CHALLENGES
a - Please answer these questions about the forum post on FX12 support in NVidia's NV30 and NV35:
(i) According to the quoted Chalnoth remark, what does the NV35 architecture apparently show when all FX12 ops are changed to FP16 ops?
(ii) Which combination of formats does the post call a good decision?
(iii) What exception does the post allow to the NV35 settling whether the NV30 was a wasteful design?
b - Write what comes next in the forum post on FX12 support in NVidia's NV30 and NV35, starting after its final sentence.

SELECTED PASSAGE
════

Chalnoth, two things:
- This question:
Chalnoth said:
Ostsol said:
Here's a thought: do you think the GeforceFX's floating point capabilities would be so limited as they are if NVidia decided not to include support for FX12?
At the same time, do you think the FX would have the same peak shader processing power if not for the support of FX12?
is based on the NV30's FX12 decision not being a mistake, but necessary for performance.
And it directly contradicts this assertion:
Chalnoth said:
Well, now that the NV35 architecture apparently shows very little performance drop when changing all FX12 ops to FP16 ops, it is conceivable that those FX12 units were updated to FP16 units.
...
It seems simple: fp16 and fp32 is a good decision, fx12 and fp16 and fp32 was not. To me, it seems illogical to simultaneously propose that "FX12 was necessary and not wasteful" and "the NV35 is able to improve a similar design significantly", and isn't even consistent with what nVidia themselves has recognized.
I'm not sure at all why a persistence in defending FX12 with greater transitor count, higher clock speed, and many shader limitations being necessary to show advantage versuse the R300 made much sense before, and I don't understand at all how you propose it makes any sense now when a viable alternative in the same family is apparently ready to be delivered within similar transistor budget: the NV35. The NV35 just simply seems to remove question of whether the NV30 was a wasteful design, unless there are hidden drawbacks (doesn't seem too likely).

════

DATASET SECTION
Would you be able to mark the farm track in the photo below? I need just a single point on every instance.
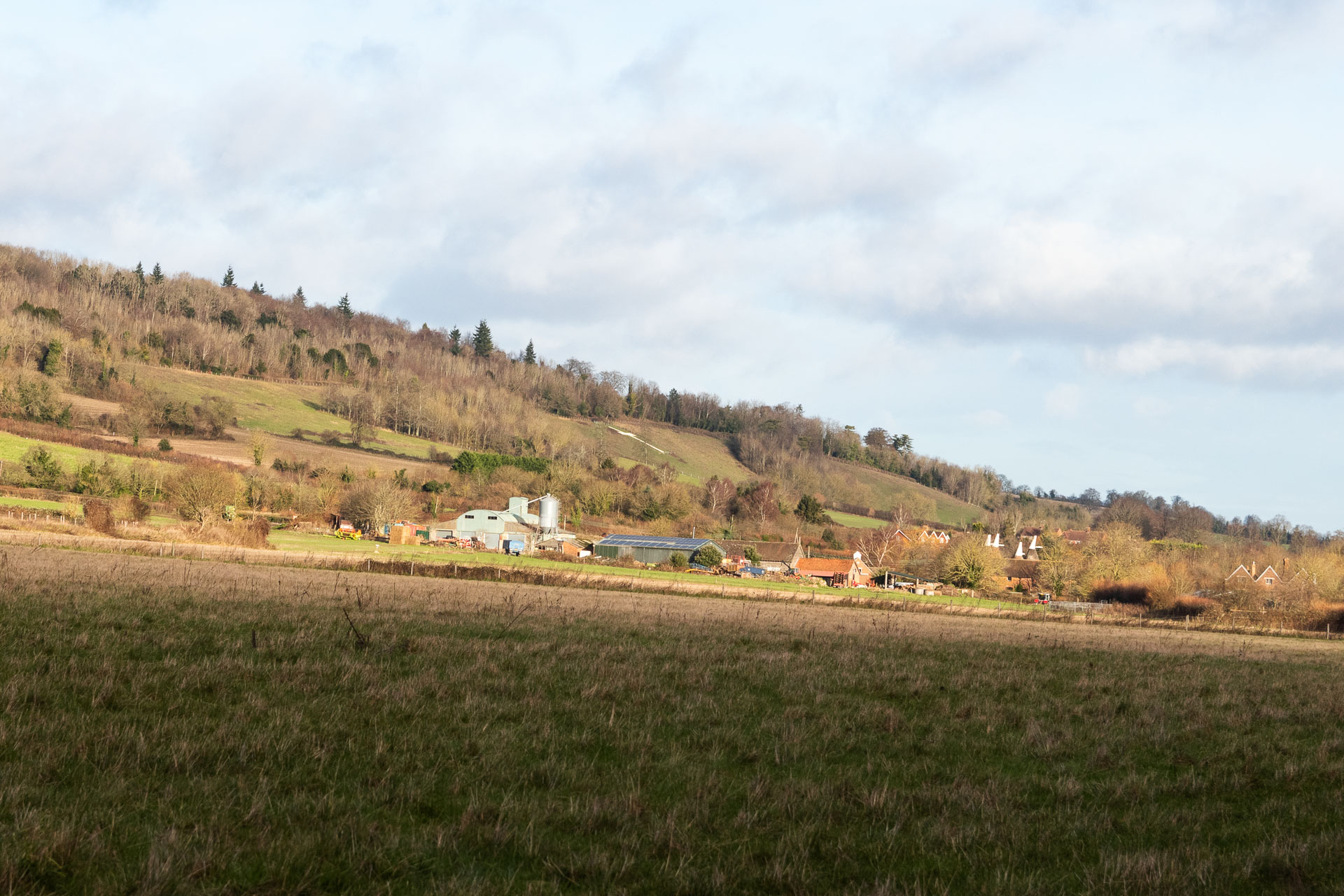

════

EXPECTED OUTPUTS
a -
(i) Very little performance drop.
(ii) fp16 and fp32.
(iii) Hidden drawbacks in the NV35.

b -
- Another comment:
Chalnoth said:
Well, now that the NV35 architecture apparently shows very little performance drop when changing all FX12 ops to FP16 ops, it is conceivable that those FX12 units were updated to FP16 units.
Why do you still persist in concentrating on the peak performance of the NV3x (NV35 in this case), ignoring the limitations affecting its ability to reach its peak, ignoring the peak performance of the R3xx (which, btw, is 16 ops if you want to ignore limitations), and then concluding that "shader performance will still be higher than an 8 PS per clock architecture"?
How common is vec3/scalar non dependent op occurrence?
How often does it need to access textures?
How important is granularity of optimization opportunity?
What role does parallelism play in accomplishing the workload?
How significant a role do instruction execution performance differences play in performance for a particular shader?
All these questions are very important and directly relevant for comparison, and they are questions you consistently ignore when you state "12 versus 8" in what seems to me to be a useless fashion...you're quoting maximum versus minimum, and surely you must realize that such a comparison is atleast slightly biased?!
This is before we get into discussing things like:
- The NV30 introduces an additional dependency on using FX12 to reach the peak...why is FX12 good at all? Surely you can atleast recognizethat the NV35's ability to do better within similar transistor budget is a much better design, so why defend FX12 on a similar design and transistor count?
- The impact on performance of exceeding register usage restrictions...perhaps likely to have some atleast minor impact on long shaders?
...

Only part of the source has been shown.